• _Task requirements_: Rewrite the material from the line with "soil in the photo above." through the end, swapping "thickest" for "widest" and keeping everything else the same.

— Start —

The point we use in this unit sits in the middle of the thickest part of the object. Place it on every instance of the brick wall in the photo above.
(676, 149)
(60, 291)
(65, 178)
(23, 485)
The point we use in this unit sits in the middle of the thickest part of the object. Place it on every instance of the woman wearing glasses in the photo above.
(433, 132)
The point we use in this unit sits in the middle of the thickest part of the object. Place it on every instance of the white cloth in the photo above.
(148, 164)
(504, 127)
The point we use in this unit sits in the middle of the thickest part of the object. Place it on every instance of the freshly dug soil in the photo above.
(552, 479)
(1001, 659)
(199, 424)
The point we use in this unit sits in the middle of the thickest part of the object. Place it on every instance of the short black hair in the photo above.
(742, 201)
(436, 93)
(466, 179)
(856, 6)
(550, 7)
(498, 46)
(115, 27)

— End —

• _Output of the exercise_:
The point we use in this unit sits in the middle of the widest part of the object. Place it on every instance of the freshly dug soil in the photo above.
(552, 479)
(1001, 659)
(199, 424)
The point we use in this unit sits in the middle of the widest part of the object. Place it on every instance of the short black hair in the photo above.
(742, 201)
(436, 93)
(466, 179)
(856, 6)
(550, 7)
(498, 46)
(115, 27)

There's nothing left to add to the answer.